A l'occasion de la 5e rencontre nationale des LéA qui se déroulera le 13 mai , zoom sur le LéA PILCO (Pratiques interlangues au Lycée en Compréhension de l'Oral ) des Lycées Argentré - Macé, Rennes (depuis 2014).
Interview croisée de Catherine Batsch, IA-IPR d’anglais dans l’académie de Rennes et Nicole Witon enseignante d'anglais au Lycée Bertrand d'Argentré à Vitré.
Comment êtes-vous devenue partie prenante de ce projet ?

Nicole Witon
: Face aux mauvais résultats de nos élèves et plus généralement des élèves français (cf. résultat de Pisa) sur la compréhension de l’oral des langues étrangères,  nous souhaitions trouver des solutions pour aider nos élèves. Nous avons constaté lors de nos recherches qu’il n’y a pas grand-chose comme outil pour aider les enseignants à définir des stratégies. En plein questionnement, mon IPR, Catherine Batsch, me contacte pour me proposer de faire partie d’un groupe de recherche sur cette question ! L’objectif de ce groupe était de combiner le savoir-faire de terrain et de s’associer avec des chercheurs. J’ai tout d’abord décliné cette proposition à cause de ma charge de travail, mais la conviction de mon IPR et le fait de pouvoir trouver des solutions pour mes élèves m’ont convaincue. Il y a de tels besoins !

(Entrées de pointage vers des objets nommés)

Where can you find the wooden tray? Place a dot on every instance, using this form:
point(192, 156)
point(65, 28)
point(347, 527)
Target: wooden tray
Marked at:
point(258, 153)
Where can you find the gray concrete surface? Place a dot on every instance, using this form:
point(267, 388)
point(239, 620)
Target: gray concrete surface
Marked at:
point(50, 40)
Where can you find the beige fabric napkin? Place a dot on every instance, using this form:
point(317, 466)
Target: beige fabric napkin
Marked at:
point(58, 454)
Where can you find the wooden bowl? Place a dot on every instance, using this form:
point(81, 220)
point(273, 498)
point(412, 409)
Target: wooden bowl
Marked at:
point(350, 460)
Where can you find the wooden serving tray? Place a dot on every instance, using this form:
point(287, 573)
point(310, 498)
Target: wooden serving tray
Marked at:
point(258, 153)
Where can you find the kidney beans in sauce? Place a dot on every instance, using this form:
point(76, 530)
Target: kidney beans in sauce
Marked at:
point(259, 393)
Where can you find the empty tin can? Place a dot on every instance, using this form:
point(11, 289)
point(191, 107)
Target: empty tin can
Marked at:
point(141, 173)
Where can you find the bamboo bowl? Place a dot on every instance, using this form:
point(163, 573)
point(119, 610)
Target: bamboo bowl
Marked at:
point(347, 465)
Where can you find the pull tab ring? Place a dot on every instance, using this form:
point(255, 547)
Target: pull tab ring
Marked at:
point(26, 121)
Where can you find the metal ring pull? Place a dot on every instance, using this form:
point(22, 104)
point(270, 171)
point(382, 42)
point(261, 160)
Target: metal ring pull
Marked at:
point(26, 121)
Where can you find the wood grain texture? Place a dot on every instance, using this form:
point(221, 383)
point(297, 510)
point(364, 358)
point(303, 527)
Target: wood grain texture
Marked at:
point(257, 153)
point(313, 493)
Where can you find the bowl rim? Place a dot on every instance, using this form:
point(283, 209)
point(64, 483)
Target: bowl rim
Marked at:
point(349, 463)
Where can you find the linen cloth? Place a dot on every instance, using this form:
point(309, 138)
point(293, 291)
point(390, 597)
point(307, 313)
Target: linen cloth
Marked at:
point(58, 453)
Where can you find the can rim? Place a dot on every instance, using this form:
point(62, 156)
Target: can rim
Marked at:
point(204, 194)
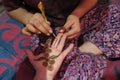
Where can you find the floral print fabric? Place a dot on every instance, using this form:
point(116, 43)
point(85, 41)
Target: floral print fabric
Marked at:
point(101, 26)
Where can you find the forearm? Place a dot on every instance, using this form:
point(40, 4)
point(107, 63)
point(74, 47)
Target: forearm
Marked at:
point(90, 47)
point(21, 15)
point(84, 7)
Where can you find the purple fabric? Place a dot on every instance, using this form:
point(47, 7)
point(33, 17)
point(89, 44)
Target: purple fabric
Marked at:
point(12, 45)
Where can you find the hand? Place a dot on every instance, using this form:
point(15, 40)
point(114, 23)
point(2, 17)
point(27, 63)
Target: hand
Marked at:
point(37, 25)
point(72, 25)
point(57, 48)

Actions à réaliser:
1. Retapez, dans l'article sur le LéA PILCO, tout ce qui va de « Interview croisée de » jusqu'à « d'Argentré à Vitré. ».
2. Prolongez l'article sur le LéA PILCO au-delà de sa dernière phrase.

Résultats obtenus:
1.
Interview croisée de Catherine Batsch, IA-IPR d’anglais dans l’académie de Rennes et Nicole Witon enseignante d'anglais au Lycée Bertrand d'Argentré à Vitré.

2.
Catherine Batsch : Je suis en quelque sorte l’instigatrice de ce projet. Récemment, les modalités d’évaluation des langues au baccalauréat ont changé, notamment au niveau de la compréhension orale. Le problème, c’est que nous disposons de peu de connaissances scientifiques sur ce qui se passe dans « la boîte noire » de l’élève et que nous sommes de fait peu outillés pour rendre les élèves plus performants en compréhension orale. À la recherche de pistes pour aider les enseignants, je me suis rendue à une conférence de Stéphanie Roussel , maître de conférence en sciences du langage à l’Université de Bordeaux, dont les travaux portent précisément sur la compréhension orale. A l’issue de la conférence, je suis entrée en contact avec elle et, au fil de la discussion, il est apparu que nous avions une connaissance commune : Brigitte Gruson, maître de conférence en didactique des langues à l’ÉSPÉ de Bretagne. Toutes les trois, nous avons donc décidé de mener une recherche-action avec des enseignants.

Qui est concerné par ce projet ?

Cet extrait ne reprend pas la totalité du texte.